Task to carry out: What lines of the data include the string "parking"? Copy them all.

(Dataset entries)
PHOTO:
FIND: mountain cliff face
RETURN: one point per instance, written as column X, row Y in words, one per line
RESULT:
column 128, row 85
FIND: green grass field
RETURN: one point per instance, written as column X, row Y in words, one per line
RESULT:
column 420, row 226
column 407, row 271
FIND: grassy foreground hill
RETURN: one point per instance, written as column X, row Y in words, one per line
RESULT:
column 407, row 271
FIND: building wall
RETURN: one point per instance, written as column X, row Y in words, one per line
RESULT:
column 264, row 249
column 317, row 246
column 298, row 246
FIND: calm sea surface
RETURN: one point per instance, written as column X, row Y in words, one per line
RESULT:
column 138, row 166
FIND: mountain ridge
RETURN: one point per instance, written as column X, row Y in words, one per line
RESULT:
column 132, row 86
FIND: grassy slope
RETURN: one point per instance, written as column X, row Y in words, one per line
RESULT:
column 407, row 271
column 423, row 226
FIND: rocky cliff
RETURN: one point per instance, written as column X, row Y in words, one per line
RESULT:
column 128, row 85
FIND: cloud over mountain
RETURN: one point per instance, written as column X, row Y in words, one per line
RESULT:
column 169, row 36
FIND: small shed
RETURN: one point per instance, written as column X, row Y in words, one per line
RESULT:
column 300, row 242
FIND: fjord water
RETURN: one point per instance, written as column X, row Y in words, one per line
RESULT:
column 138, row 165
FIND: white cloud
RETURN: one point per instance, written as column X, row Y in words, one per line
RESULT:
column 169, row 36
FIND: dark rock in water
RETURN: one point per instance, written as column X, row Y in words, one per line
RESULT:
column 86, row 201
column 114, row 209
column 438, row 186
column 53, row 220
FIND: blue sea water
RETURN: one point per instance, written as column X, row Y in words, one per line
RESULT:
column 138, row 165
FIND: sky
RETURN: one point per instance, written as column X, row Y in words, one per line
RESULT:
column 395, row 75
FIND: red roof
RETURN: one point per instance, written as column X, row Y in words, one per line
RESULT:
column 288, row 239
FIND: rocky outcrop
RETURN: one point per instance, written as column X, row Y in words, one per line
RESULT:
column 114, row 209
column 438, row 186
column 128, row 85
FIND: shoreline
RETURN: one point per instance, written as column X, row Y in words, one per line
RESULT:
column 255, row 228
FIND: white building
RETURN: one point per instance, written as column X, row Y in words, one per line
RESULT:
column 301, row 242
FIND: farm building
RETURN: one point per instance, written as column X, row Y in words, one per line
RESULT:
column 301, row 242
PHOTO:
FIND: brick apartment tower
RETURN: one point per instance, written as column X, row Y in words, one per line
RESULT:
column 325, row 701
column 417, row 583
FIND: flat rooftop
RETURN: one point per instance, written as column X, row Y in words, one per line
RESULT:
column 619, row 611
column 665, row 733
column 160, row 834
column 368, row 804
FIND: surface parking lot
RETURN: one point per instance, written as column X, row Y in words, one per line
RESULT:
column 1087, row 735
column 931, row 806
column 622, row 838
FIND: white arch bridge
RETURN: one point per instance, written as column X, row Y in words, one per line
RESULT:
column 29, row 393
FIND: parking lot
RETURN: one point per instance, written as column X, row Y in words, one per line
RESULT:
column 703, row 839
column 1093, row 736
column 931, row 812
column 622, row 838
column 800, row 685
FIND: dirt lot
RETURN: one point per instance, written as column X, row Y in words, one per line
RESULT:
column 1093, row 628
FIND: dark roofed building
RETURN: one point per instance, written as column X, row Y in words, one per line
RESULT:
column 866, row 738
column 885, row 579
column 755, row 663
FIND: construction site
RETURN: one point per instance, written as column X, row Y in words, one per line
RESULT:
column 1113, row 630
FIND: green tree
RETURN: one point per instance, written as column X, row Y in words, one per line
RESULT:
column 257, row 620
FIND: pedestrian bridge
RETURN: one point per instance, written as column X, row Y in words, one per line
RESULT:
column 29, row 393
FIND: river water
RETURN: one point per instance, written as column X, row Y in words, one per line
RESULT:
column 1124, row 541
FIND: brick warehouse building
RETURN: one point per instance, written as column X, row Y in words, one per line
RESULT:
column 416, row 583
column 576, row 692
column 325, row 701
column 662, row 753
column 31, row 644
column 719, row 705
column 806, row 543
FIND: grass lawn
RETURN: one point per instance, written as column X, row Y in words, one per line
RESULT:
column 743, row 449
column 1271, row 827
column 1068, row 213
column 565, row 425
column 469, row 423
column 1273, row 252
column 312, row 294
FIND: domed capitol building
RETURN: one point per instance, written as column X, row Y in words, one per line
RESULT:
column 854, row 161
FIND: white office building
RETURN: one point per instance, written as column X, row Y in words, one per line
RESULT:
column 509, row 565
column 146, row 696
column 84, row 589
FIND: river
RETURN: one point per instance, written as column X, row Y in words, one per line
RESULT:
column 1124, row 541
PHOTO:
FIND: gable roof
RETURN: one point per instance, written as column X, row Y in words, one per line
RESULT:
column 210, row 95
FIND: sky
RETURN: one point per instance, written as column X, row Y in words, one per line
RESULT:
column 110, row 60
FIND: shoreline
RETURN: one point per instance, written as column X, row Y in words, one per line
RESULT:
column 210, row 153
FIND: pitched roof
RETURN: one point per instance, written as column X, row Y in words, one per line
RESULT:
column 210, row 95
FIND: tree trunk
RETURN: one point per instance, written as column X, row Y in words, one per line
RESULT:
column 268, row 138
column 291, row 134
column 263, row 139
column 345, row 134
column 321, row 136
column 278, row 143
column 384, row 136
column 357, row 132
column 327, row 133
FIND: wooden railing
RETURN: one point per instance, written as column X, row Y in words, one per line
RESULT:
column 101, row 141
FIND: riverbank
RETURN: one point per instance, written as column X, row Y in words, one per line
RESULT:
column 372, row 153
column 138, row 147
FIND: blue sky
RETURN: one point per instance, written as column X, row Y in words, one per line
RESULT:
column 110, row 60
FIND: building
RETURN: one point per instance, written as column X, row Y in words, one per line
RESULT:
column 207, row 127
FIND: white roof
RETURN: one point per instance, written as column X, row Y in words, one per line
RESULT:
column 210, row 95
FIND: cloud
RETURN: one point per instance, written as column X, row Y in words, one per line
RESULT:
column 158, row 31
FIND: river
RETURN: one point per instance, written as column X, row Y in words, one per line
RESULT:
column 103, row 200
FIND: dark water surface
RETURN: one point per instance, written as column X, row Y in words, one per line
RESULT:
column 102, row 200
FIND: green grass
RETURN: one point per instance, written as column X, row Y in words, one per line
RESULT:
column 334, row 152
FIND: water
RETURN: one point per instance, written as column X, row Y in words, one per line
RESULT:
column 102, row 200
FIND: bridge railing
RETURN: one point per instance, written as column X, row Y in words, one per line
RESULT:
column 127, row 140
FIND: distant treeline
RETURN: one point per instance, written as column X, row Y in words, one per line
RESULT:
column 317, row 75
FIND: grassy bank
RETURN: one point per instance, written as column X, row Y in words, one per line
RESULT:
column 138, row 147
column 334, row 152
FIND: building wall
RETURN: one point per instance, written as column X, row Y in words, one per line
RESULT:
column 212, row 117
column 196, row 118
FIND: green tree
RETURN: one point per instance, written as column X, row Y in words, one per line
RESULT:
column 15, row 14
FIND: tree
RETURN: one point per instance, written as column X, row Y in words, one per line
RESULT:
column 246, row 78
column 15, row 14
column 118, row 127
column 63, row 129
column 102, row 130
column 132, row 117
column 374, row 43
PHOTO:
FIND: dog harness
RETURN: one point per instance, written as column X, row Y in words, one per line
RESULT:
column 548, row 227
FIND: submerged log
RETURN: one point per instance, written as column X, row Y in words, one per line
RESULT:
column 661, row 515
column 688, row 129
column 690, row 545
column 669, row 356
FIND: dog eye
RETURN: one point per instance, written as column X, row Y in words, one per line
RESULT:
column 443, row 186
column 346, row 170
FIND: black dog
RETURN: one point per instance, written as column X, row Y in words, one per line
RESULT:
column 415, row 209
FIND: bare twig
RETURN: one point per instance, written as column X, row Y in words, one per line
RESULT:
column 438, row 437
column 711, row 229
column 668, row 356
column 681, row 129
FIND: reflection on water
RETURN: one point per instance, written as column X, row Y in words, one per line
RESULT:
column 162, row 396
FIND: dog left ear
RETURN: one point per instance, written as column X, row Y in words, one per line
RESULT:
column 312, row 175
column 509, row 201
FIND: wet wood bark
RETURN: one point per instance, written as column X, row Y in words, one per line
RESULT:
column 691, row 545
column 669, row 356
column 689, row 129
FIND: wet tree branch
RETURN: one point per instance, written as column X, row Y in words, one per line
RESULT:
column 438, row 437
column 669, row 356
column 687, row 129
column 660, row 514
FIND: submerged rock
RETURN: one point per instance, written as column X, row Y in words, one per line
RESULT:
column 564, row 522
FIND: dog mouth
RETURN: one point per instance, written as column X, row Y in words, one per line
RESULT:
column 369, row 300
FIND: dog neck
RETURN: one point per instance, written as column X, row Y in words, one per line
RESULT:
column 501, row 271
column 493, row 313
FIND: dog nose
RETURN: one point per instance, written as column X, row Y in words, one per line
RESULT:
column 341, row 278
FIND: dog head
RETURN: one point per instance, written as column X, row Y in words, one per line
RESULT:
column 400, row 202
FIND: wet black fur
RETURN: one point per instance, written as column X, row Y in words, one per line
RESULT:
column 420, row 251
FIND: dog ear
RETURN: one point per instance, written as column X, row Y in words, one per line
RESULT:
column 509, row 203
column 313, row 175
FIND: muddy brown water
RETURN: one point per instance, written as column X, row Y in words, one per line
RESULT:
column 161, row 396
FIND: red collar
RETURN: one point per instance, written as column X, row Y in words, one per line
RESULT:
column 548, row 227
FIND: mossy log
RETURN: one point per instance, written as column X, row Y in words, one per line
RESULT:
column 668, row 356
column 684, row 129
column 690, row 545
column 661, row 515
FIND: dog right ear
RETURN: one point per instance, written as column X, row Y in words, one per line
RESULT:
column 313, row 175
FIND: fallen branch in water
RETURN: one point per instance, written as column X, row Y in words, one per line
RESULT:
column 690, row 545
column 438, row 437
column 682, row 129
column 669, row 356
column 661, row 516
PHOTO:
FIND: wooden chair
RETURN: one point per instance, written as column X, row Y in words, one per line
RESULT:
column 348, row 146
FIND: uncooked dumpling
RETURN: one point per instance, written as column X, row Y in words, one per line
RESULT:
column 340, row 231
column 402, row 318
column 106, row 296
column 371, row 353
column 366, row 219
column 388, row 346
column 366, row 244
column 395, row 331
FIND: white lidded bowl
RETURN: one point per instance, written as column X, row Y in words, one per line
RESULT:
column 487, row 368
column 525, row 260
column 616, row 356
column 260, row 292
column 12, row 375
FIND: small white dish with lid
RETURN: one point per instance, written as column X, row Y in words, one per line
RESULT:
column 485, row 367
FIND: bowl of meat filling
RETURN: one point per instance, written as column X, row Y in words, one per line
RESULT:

Task response:
FIND: surface parking lot
FIND: parking lot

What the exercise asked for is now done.